Given request:
Continue the personal account of buying homes and the Taylor Rental truck from where it stops.

Text shown:
· · · ·

After meeting the two owners during the walk through, I must say they were nice people. They brought coffee and doughnuts for everyone at the closing. In retrospect, it's my belief that they had to sell the house out of necessity and had experienced bouts of cold feet. I'd like to think that once they met Tanya, Kyle, Jackie, and I; they knew their home would be in good hands. Even still, they waited a full two months to vacate. We missed Thanksgiving, but were in by Christmas 2000.

*in 2006, our home has doubled in value.

My first house

Back in 1992, I decided to buy a home in Central Islip and went to NatWest for a loan. Everything was looking good until Mike Mendocino, the real estate agent, asked me what I knew about Taylor Rental of Waterbury Connecticut.

The year was 1984 and I was moving from Long Island to Connecticut. I rented a truck from Taylor Rental to move possessions northward. Pulling in front of the house, I bumped into an over head limb. I climbed up to take a look at the damage. A small dent and cracked lamp was all I could see. The inspector confirmed these findings upon return of the vehicle when I signed papers indicating my return of the vehicle. The damage estimate was left blank. Now this truck had been in service since the 1950's and had scratches and dents all over the place. I assumed this repair would be calculated in tandem with the worth of the vehicle, just another wound in this grizzled veteran of the fleet. I was unaware that no matter how much insurance you take out on a moving van, overhead damage is not covered.

· · · ·

Stored data:
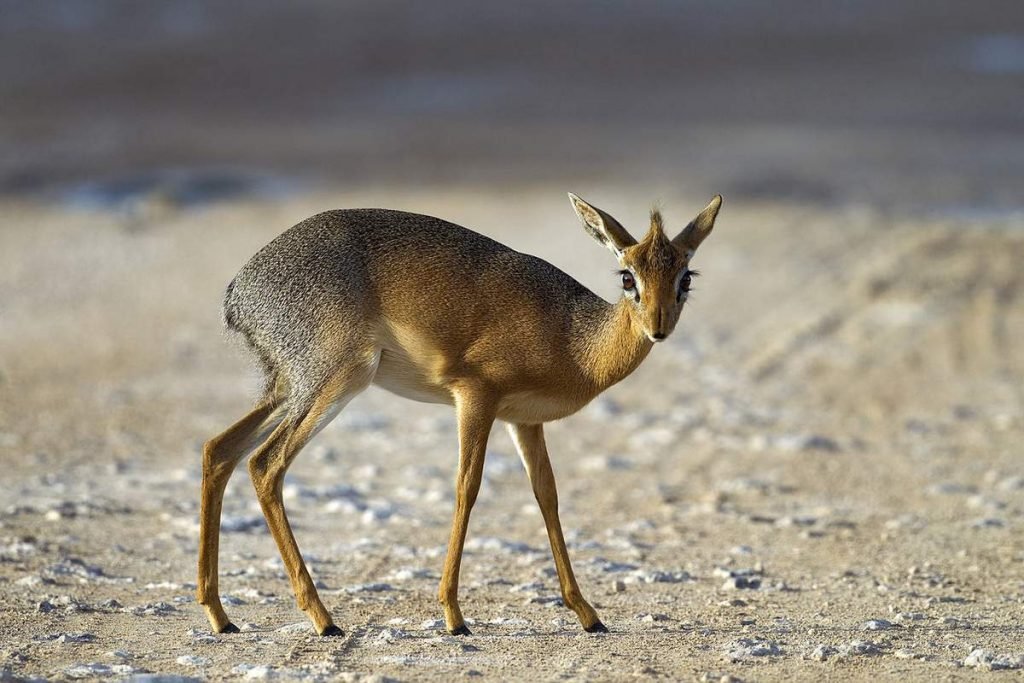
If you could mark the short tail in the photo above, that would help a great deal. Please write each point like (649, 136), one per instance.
(274, 386)
(228, 311)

· · · ·

Output below:
A month letter, I receive a bill in the mail for $748.50. I called Taylor Rental and demanded an explanation."The truck was badly damaged and we had to replace the roof," the office manager declared. I went down to view the truck firsthand. I was shocked. It looked new. Fresh paint and shiny bolts - the entire truck was overhauled. I went into the office and told them I was not paying this invoice. "We'll just see you in court, Mr. Kratoville" was the last I heard from them. Oddly, I kept all the paperwork.

Now, just under ten years later, with everything set to go on a new home - there is a $748.50 delinquency on my credit report. I called Taylor Rental and played dumb. The new office manager faxed me the papers I had signed, only now with the $748 amount for damages filled in. I took that and my original copy that I had saved, to NatWest and divulged the entire story. They were unmoved. I was stunned, but not ready to give in.

A friend recommended a lawyer in Huntington. I forget his name now, but he had to be at least 80 years old. I described the overhead mishap and explained the before and after conditions of the moving truck. I ended with the fact I was adamant against paying these charlatans any money. He took a moment and sat back in this huge leather chair. Folding his hands on his lap, he described the American dream of finally own your own home. That a thirty year investment was certainly worth an extra 748 bucks.* I was finally cornered, the bank was ready to turn down the mortgage and we'd lose the house. Reluctantly, I wrote out a check and pushed it across the table. He sent a fax to the NatWest mortgage department stating he was in possession of a check for $748.50 made out to Taylor Rental. The bank approved the loan.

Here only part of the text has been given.